Exercise instructions = Only lines containing the string "desk" belong in the answer; find them in the records and copy them.
<<<<
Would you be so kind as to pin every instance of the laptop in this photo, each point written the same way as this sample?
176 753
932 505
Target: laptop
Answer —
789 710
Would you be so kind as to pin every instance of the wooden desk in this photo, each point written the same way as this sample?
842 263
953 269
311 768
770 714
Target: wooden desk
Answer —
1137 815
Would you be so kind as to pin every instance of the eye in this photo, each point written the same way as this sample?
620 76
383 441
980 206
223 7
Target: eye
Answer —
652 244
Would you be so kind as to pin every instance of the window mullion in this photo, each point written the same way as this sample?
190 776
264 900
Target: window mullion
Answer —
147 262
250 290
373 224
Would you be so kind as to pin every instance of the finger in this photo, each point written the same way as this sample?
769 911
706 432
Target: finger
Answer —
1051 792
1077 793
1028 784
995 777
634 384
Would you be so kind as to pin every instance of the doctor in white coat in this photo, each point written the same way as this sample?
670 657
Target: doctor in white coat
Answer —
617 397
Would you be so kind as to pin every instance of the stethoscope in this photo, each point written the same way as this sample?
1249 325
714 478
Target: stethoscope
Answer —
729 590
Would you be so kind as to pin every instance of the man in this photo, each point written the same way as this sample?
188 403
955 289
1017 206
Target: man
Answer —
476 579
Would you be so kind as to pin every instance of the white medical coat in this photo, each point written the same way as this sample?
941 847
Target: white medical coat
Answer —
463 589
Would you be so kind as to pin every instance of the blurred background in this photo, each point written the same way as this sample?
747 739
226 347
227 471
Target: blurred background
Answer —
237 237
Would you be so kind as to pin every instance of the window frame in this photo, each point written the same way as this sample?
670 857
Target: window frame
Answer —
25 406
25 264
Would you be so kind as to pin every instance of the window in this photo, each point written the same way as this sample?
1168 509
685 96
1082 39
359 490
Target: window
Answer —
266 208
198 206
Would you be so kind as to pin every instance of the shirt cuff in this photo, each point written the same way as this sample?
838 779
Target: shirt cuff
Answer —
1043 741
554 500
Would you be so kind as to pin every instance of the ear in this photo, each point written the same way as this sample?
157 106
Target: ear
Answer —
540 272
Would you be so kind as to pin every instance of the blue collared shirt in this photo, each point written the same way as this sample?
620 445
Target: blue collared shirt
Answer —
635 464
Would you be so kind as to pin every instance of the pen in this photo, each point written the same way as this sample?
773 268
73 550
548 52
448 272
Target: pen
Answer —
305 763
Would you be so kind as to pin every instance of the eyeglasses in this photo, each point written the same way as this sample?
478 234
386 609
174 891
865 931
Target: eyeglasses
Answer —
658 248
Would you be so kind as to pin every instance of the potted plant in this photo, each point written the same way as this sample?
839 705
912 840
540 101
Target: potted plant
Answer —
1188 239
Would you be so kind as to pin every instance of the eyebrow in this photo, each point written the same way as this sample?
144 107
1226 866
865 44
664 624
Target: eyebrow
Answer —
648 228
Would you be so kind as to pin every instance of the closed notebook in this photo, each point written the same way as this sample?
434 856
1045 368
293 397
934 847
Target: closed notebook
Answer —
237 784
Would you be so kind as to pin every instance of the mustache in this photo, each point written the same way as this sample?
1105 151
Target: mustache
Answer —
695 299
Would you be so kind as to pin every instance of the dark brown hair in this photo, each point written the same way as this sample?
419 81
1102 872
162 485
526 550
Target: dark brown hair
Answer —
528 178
>>>>
<<<<
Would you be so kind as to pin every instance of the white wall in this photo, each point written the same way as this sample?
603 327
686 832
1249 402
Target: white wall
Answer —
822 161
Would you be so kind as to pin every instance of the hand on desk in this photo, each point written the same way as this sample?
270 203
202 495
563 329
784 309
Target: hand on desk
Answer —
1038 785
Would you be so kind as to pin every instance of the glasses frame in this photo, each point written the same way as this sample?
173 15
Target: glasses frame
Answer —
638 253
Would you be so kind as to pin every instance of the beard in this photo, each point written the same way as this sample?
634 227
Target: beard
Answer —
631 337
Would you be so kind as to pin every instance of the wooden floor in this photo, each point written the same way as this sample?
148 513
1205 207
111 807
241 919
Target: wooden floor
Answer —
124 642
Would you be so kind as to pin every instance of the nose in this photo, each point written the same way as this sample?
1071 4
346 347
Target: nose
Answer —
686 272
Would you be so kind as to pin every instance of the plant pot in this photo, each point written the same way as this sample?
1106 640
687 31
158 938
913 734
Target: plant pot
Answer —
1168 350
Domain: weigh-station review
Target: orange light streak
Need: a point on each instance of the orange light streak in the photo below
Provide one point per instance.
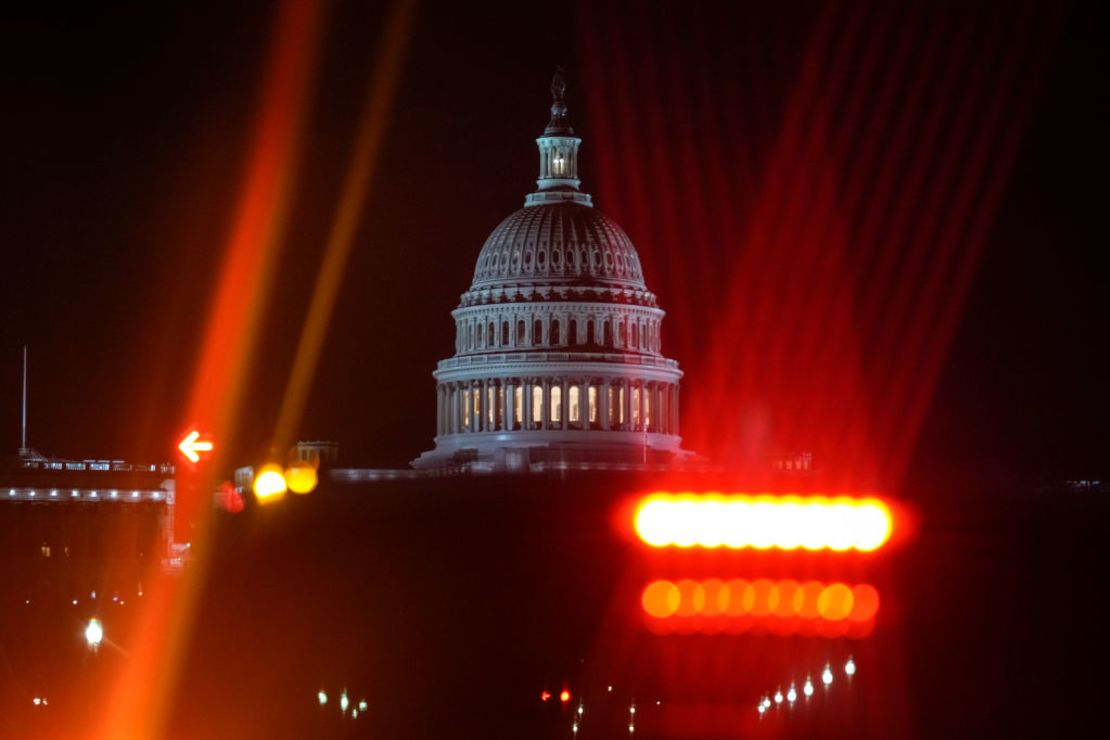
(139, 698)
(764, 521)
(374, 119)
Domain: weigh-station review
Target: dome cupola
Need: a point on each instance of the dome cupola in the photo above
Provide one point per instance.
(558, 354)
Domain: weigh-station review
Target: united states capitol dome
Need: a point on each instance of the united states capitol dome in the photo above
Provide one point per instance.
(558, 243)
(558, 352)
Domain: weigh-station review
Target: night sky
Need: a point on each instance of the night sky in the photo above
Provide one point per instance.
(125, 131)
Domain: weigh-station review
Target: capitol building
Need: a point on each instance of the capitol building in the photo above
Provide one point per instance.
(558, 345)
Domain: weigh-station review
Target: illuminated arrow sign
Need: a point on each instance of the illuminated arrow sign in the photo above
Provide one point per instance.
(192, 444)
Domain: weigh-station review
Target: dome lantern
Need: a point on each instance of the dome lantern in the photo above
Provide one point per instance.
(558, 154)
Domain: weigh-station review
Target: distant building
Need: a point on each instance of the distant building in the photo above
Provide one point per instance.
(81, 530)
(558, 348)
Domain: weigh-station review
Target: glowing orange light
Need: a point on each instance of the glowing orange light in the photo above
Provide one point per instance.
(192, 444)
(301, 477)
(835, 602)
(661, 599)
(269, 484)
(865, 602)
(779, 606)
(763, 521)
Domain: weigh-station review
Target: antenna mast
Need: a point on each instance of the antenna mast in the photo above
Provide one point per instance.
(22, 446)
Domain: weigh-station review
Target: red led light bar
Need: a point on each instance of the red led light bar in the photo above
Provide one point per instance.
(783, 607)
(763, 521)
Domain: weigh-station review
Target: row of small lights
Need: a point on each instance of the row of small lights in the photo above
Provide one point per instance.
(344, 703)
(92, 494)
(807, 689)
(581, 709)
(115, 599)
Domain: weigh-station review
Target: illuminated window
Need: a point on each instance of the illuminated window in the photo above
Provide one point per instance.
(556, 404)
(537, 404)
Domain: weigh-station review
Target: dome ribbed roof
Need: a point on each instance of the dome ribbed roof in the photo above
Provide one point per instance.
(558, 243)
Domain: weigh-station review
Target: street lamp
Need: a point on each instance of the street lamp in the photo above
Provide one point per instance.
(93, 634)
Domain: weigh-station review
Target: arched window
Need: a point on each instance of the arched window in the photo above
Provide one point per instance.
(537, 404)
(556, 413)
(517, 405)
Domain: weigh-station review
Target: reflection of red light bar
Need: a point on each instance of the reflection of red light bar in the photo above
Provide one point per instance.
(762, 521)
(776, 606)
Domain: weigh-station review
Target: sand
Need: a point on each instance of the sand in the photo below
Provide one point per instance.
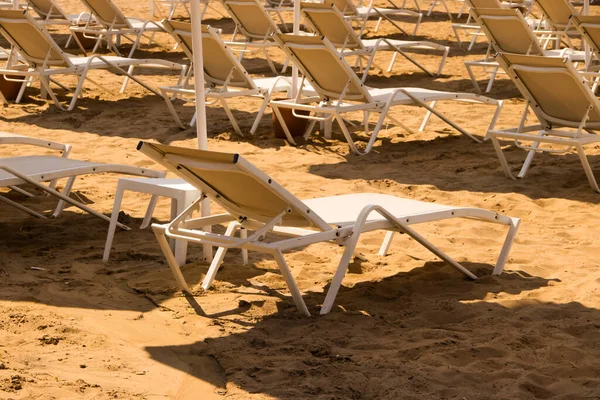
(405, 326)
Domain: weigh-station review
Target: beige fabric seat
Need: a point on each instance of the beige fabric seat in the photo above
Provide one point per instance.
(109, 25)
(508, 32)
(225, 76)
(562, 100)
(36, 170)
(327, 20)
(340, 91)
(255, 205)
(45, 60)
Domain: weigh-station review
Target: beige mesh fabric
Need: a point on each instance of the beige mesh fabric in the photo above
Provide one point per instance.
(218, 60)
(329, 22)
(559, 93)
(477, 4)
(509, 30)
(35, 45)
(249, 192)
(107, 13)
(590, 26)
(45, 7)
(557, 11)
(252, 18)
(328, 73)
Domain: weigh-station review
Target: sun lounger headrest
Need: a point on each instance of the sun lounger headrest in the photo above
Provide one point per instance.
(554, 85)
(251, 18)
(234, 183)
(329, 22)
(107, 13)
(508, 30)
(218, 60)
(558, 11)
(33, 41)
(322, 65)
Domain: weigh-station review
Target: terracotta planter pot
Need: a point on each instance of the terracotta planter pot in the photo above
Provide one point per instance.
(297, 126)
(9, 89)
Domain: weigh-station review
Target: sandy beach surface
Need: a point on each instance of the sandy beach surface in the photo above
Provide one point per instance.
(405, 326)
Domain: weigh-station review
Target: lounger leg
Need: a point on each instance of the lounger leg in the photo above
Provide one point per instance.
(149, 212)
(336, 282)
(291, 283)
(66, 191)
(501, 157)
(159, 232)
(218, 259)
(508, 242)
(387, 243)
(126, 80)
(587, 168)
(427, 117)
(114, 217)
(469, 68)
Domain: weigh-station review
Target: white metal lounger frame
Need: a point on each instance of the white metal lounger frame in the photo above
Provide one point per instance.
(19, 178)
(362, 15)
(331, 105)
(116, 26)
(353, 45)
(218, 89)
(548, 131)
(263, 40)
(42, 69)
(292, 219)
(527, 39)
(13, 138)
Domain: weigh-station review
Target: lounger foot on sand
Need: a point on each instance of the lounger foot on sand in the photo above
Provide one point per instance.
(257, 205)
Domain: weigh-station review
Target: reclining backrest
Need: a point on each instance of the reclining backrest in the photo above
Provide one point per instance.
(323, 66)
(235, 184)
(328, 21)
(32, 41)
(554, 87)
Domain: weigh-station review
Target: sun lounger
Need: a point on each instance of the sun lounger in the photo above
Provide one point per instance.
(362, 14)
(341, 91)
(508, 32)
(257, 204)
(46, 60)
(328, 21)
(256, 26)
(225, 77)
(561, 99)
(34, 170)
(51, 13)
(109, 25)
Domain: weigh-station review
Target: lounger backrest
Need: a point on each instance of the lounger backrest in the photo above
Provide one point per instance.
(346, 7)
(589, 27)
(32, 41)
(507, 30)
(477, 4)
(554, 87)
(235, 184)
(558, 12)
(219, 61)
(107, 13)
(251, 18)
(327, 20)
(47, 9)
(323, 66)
>>>>
<<<<
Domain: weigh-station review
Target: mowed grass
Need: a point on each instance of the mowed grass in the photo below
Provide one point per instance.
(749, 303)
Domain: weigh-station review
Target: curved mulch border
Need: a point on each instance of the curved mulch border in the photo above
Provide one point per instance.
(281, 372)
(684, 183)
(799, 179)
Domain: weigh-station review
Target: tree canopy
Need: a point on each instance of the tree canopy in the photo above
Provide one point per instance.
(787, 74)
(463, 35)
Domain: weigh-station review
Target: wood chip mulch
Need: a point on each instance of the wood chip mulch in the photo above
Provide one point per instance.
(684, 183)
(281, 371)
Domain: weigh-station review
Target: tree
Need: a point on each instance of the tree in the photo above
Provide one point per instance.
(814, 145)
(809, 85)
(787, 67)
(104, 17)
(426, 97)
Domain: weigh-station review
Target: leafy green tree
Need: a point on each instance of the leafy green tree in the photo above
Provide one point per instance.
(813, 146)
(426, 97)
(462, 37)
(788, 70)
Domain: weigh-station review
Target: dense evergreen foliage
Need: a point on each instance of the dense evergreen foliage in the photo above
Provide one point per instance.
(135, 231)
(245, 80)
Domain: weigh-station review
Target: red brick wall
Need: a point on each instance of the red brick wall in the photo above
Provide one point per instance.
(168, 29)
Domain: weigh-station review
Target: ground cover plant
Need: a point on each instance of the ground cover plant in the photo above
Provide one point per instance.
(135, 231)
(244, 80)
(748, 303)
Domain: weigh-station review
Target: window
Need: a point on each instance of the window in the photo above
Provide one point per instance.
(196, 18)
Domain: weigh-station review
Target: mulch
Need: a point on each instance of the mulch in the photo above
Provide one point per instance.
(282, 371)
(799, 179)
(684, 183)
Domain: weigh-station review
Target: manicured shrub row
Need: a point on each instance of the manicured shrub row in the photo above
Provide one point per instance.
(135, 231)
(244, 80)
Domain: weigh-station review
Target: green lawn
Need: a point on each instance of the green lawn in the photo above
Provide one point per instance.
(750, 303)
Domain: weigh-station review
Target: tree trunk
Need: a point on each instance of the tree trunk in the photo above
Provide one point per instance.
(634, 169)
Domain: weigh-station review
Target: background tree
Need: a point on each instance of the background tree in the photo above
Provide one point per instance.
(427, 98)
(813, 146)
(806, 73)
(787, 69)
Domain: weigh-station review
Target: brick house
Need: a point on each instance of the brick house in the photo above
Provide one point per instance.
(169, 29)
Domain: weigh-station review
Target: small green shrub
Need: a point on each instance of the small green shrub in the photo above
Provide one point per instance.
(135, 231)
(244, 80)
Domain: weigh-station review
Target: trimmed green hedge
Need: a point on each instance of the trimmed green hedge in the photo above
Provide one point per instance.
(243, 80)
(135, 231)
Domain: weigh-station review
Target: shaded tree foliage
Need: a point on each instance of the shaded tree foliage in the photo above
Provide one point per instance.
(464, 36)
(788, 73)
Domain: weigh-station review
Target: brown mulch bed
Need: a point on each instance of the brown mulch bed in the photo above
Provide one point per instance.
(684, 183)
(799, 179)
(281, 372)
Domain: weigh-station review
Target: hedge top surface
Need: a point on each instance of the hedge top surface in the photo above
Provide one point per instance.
>>>>
Output below =
Would you be so kind as to pin every instance of the wooden desk in this photo, each point written the same way as this sample?
Target: wooden desk
Would you be so kind as to pin every instance of the hand on desk in this photo, each point written the same way as this sample?
Target: hand on desk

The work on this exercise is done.